DATA IN THIS EXERCISE:
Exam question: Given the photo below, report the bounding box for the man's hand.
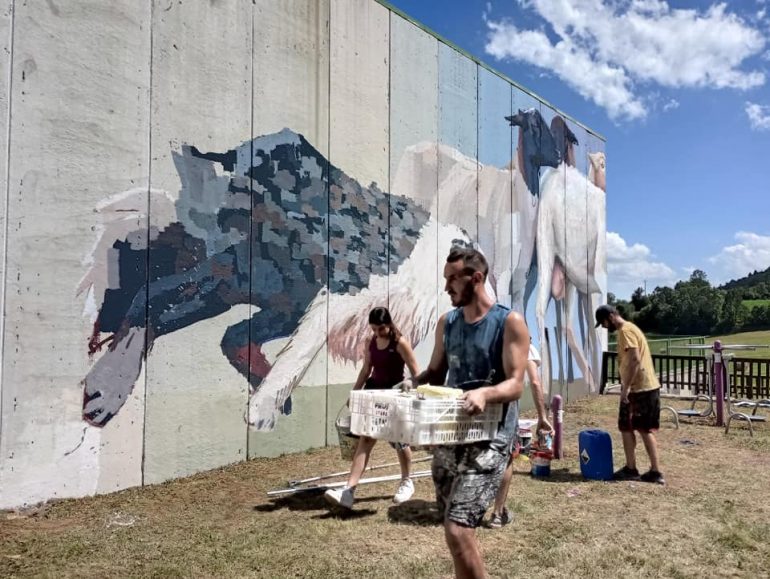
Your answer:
[461,389,487,415]
[620,388,630,405]
[537,417,554,435]
[393,377,416,393]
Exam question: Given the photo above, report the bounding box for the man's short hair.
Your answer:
[446,247,488,279]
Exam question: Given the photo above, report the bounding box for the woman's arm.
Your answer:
[403,314,449,389]
[396,336,421,378]
[352,342,373,391]
[526,359,553,434]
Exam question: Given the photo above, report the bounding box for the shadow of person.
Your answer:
[387,499,443,527]
[254,491,391,513]
[530,468,588,484]
[253,489,328,513]
[312,507,378,520]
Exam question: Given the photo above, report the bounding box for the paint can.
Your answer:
[538,431,553,451]
[530,451,552,477]
[518,429,533,454]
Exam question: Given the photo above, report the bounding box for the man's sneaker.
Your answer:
[489,507,512,529]
[324,486,355,509]
[613,466,640,481]
[393,478,414,504]
[640,470,666,485]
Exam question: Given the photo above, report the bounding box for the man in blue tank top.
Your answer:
[398,247,529,579]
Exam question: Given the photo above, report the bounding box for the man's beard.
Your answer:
[452,282,475,307]
[606,320,618,332]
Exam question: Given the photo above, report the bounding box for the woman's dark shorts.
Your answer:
[618,388,661,433]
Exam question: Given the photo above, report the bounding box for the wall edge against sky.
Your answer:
[373,0,605,142]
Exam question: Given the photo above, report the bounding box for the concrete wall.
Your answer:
[0,0,605,508]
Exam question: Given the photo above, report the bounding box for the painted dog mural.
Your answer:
[80,128,469,429]
[79,110,603,431]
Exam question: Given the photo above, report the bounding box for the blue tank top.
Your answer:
[443,303,518,451]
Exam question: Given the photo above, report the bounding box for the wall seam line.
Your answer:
[245,0,255,463]
[325,0,331,449]
[386,10,391,308]
[0,0,17,457]
[140,0,154,487]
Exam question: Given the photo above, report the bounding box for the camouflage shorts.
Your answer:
[431,443,509,528]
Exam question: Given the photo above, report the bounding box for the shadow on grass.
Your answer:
[512,468,589,483]
[254,490,389,517]
[312,507,378,520]
[387,499,443,527]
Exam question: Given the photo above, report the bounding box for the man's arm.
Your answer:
[619,348,642,402]
[462,311,528,414]
[527,359,554,433]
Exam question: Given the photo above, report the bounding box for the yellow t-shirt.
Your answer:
[617,322,660,393]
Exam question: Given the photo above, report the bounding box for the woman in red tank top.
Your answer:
[324,307,419,509]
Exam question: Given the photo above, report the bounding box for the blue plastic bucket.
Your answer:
[578,429,613,481]
[530,451,552,477]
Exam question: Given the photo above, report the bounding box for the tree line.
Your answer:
[608,269,770,336]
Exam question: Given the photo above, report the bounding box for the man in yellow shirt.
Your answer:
[595,305,665,485]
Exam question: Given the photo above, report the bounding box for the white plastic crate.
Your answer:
[349,390,502,446]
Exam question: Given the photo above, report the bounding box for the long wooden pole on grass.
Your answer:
[268,470,433,497]
[288,455,433,487]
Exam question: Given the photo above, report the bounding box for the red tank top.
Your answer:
[368,336,405,388]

TASK PROMPT:
Copy nothing but the lines from the start of the entries through the line with "shadow of person.". Write them out exactly, without pictures.

EXERCISE ANSWER:
Exam question: Given the photo below, report the bounding box for the man's hand.
Your answer:
[461,389,487,415]
[620,388,630,405]
[537,417,554,435]
[393,377,416,393]
Exam question: Given the photo above, report the bounding box for the man's short hair.
Your answer:
[446,247,488,279]
Exam question: Given the photo above, report the bounding box for the woman's arm.
Your answer:
[403,314,449,389]
[396,336,421,378]
[352,342,373,391]
[526,359,553,434]
Exam question: Given the photo above, report the bounding box for the shadow of person.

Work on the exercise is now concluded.